**Source extract**

Well, mom, today it’s your turn. I know that I can’t possibly enlighten those reading this blog to a point where they could understand just how amazing you are–that takes about 21 years of firsthand experience. But I hope that I can at least give them a sliver of an idea about the person you are and why I have no explanation for why I am blessed enough to be related to you. One day per year isn’t nearly enough to celebrate the person you are to me, to our family, to your kids and teachers, to this world,–and I’ve failed many a time to do enough on even the one day we get– but I want to make sure I take advantage of it this time to let you know that.
I realize that making you look at a picture of a cake you can’t eat is more borderline torture than a gift, but I thought this was the best way to celebrate for now. I hope you’re proud that I put on my big girl pants and did the whole thing by myself without our signature phone chat, but you’ll be happy to know that I hated it …you can expect a recipe call in a few days. You can also rest assured that this cake (and my face) will be in front of you in a matter of weeks. Until then, take today to relax if you can manage, and keep being your crazy amazing, talented, selfless, goofy, thoughtful, self.
I love you, Merm. Happy Mother’s Day 🙂
I thank my God every time I remember you
Chocolate Berry Cake
- 3/4 cup butter
- 1 2/3 cup sugar
- 100g chocolate (I used very sweet dark chocolate)
- 2/3 cup unsweetened almond milk
- 2/3 cup nonfat Greek Yogurt
- 2 cups all-purpose flour
- 1 1/2 tsp baking soda
- 1/2 tsp salt
- 2 TBSP cocoa powder
- 1 egg plus 2 egg yolks
- 1/4 cup creme de cocoa, for soaking (optional, but highly recommended)
CHOCOLATE SWISS MERINGUE BUTTERCREAM
- one recipe Swiss Meringue Buttercream (without the vanilla) https://waltzoftheflours.com/2018/07/11/my-first-grownup-cake/
- about 80g chocolate
- salt to taste
BERRY CHOCOLATE GANACHE
- 1 cup mixed blackberries and raspberries
- 2 TBSP lemon juice
- pinch salt
- 100g chocolate
- Preheat the oven to 350°F. Grease and flour 2 9″ cake pans.
- Melt chocolate and milk in a saucepan over low heat, stirring constantly. Allow to cool til room temperature or just warm. Mix in Greek Yogurt.
- In the bowl of a stand mixer fitted with the whisk attachment, cream butter on medium speed until fluffy. Add in sugar gradually and continue mixing until well combined.
- In a separate bowl, whisk together flour, baking soda, cocoa powder, and salt.

**Problem description**
Pick up the Mother's Day chocolate berry cake post right after its last line and keep writing it.

Saved data
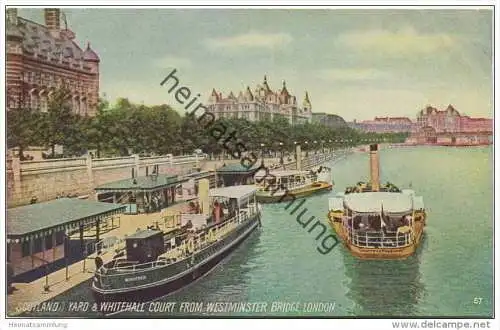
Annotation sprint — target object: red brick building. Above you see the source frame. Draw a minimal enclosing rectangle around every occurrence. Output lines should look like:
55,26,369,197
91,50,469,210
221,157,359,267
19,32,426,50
417,104,493,133
350,117,415,133
5,8,99,116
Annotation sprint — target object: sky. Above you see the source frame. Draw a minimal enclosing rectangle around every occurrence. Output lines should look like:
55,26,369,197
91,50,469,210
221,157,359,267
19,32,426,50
19,8,493,121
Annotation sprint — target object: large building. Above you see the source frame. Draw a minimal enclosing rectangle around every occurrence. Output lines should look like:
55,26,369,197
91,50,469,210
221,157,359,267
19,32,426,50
6,8,99,116
417,104,493,133
312,112,347,128
207,76,312,125
349,117,416,133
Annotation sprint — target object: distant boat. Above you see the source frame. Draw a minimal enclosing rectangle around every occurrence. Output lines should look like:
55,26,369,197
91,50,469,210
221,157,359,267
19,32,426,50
328,144,426,259
255,166,333,203
91,181,261,302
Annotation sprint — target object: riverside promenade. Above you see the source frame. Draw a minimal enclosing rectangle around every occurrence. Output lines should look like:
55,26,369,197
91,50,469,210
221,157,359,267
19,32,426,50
7,153,342,317
7,202,187,316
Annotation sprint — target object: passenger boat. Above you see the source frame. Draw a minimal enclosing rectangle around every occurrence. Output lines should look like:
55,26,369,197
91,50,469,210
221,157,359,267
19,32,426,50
91,179,261,302
328,144,427,259
255,166,333,203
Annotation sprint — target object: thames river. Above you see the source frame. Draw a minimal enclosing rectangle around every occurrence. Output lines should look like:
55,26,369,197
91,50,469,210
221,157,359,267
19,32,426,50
23,147,494,318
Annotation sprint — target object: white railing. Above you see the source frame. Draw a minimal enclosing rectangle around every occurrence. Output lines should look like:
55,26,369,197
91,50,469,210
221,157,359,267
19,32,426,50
106,203,259,272
21,158,87,172
345,227,414,248
92,157,135,168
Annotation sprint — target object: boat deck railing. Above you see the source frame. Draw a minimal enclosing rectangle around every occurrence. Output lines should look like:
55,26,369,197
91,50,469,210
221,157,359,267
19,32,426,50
345,222,414,248
261,179,316,194
100,203,260,276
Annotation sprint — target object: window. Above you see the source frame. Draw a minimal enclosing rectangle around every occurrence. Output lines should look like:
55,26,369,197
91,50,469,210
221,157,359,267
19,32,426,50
40,95,48,112
21,241,30,257
56,231,64,245
45,235,53,250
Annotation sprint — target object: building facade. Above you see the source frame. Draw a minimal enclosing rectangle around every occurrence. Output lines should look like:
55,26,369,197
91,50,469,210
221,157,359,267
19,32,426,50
6,8,100,116
349,117,416,133
406,104,493,146
206,76,312,125
417,104,493,133
312,112,347,128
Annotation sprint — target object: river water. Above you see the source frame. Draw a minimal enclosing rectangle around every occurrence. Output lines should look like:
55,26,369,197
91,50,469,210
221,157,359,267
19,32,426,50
23,147,493,317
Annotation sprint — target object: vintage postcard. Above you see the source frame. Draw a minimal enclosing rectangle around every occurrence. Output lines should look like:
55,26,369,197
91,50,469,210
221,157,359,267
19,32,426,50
2,3,498,329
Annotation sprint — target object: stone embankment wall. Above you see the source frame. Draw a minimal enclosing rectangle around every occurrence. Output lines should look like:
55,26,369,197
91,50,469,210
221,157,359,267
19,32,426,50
6,154,340,208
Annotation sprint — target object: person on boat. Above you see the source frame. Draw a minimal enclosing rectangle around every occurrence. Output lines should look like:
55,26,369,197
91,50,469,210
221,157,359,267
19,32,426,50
212,201,222,223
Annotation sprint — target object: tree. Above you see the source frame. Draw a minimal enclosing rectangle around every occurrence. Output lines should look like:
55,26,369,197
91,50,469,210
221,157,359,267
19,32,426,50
40,88,77,156
6,108,38,159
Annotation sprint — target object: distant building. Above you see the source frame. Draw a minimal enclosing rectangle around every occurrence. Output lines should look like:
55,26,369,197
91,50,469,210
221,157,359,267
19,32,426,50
406,104,493,145
312,112,347,128
206,76,312,125
6,8,100,116
417,104,493,133
349,117,416,133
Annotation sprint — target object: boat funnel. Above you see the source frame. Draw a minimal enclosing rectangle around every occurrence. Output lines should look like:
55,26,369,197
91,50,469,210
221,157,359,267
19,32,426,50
295,144,302,171
370,144,380,191
198,179,210,215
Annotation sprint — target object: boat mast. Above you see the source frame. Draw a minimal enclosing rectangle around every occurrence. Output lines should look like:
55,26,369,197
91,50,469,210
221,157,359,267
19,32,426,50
370,144,380,191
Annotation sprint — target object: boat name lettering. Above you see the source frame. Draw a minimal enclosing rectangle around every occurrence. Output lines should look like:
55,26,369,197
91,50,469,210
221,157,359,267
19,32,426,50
125,275,146,282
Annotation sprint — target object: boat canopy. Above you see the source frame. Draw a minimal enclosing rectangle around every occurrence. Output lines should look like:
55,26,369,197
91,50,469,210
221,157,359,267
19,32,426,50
255,170,309,180
401,189,415,196
328,197,344,211
209,185,257,199
413,196,425,210
344,192,413,213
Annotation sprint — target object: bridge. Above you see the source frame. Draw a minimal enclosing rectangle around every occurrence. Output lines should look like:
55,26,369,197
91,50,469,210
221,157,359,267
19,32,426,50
6,155,292,207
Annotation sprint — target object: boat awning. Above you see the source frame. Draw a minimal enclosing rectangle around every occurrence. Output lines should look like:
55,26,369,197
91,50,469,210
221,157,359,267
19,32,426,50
413,196,425,210
255,170,309,179
95,174,189,192
328,197,344,211
209,185,257,199
344,192,412,213
7,198,127,242
216,163,265,175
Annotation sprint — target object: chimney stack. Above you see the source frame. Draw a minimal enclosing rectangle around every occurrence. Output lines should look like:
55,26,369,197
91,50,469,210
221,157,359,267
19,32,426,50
198,179,210,215
370,144,380,191
7,8,17,26
295,144,302,171
44,8,61,32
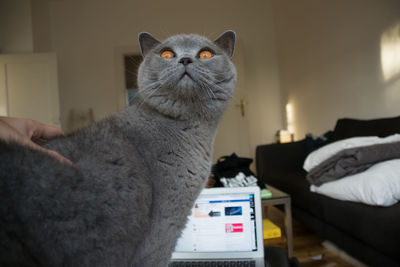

**Answer for the task**
- Add egg and yolks, one at a time, mixing after each addition.
- Begin adding chocolate mixture and flour mixture, alternating between each and mixing after each addition until fully incorporated.
- Turn mixer speed up to medium high and beat for a few seconds to ensure everything is mixed well.
- Split batter evenly between cake pans, and smooth with a spatula.
- Bake in preheated oven until a knife or toothpick comes out clean, about 28-32 minutes.
- Allow cakes to cool for 10 minutes in pans, and then turn out onto a cooling rack. Poke holes in cakes and drizzle creme de cocoa across the top of each. Leave to cool completely.
CHOCOLATE SWISS MERINGUE BUTTERCREAM
- Prepare Swiss meringue buttercream, leaving out the vanilla https://waltzoftheflours.com/2018/07/11/my-first-grownup-cake/
- Melt the chocolate in a saucepan over low heat, stirring constantly. Allow to cool.
- Mix in melted chocolate into buttercream (I used the paddle attachment on my mixer) until fully incorporated.
- Add any additional salt as desired.
BERRY CHOCOLATE GANACHE (prepare when you’re ready to use)
- Heat berries, lemon juice, and salt in a saucepan over medium heat. Cook until you can mash all the berries.
- Place the chocolate in a bowl.
- Press the berry mixture through a fine mesh strainer into the bowl with the chocolate.
- Mix until the chocolate has melted. Use immediately to avoid it setting before you’re ready.
- Spread a layer of berry ganache and then buttercream over the first cake layer. Top with fresh berries, halved.
- Place the second cake layer on top, and cover the entire cake with a layer of buttercream.
- Decorate the top of the cake as desired with remaining buttercream, ganache, and berries. Enjoy!